#### SOURCE TEXT:
MARK SHERMAN, Associated Press
WASHINGTON (AP) — Justice Ruth Bader Ginsburg is defending a rare Supreme Court decision that put her at odds with women’s rights groups.
Ginsburg said the court’s unanimous ruling in June that struck down the 35-foot, protest-free zone on sidewalks outside Massachusetts abortions clinics was a good decision that balanced the rights of access to the clinics and speech of abortion opponents.
“It was not a compromise decision but a good decision to say yes, you can regulate, but it is speech so you have to be careful not to go too far,” Ginsburg said Thursday in an interview with The Associated Press in her wood-paneled office at the court.
While all the justices said the 35-foot buffer zone violated the Constitution, Ginsburg joined the court’s other liberal justices and Chief Justice John Roberts to strike down the buffer zone on narrower grounds than the other, more conservative justices wanted.
Massachusetts officials said the 35-foot buffer zone was needed to keep patients and staff safe, and women’s groups said the high court decision would put people in danger.
“This decision emboldens more extreme violence, harassment, and intimidation of women and health care providers in the name of free speech,” Feminist Majority Foundation President Eleanor Smeal said.

#### ENTRIES SUPPLIED:
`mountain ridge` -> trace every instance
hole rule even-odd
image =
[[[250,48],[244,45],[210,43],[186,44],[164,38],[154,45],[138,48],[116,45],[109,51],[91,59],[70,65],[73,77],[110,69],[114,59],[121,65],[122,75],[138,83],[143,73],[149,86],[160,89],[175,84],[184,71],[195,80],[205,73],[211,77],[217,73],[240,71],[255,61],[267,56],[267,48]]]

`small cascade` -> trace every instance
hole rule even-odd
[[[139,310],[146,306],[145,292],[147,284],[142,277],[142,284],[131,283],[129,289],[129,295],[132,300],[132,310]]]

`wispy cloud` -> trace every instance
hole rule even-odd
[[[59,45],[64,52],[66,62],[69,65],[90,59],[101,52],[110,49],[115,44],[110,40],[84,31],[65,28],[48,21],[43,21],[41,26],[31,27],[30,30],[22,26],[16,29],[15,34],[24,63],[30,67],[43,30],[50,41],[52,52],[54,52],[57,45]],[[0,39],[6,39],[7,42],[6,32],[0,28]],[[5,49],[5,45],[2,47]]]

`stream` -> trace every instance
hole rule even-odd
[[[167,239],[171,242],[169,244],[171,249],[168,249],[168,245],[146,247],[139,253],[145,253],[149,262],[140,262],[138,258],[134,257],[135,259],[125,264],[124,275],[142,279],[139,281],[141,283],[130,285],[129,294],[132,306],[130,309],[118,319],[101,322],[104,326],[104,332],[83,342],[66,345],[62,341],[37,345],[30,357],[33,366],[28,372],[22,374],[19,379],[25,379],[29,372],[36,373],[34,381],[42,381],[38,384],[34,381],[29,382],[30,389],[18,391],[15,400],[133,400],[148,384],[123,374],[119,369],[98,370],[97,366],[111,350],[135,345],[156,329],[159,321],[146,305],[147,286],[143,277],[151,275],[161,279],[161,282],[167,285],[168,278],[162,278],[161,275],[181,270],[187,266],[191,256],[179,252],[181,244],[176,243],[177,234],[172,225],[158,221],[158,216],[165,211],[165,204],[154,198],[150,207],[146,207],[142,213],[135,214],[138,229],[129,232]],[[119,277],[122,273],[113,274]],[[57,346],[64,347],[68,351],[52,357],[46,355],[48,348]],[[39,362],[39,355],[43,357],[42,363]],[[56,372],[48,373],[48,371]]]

#### EXERCISE DESCRIPTION:
Reproduce the passage of the Ginsburg article between "While all the" and "conservative justices wanted.", inclusive. The lines above come from a source unrelated to the Ginsburg article.

#### RESPONSE BELOW:
While all the justices said the 35-foot buffer zone violated the Constitution, Ginsburg joined the court’s other liberal justices and Chief Justice John Roberts to strike down the buffer zone on narrower grounds than the other, more conservative justices wanted.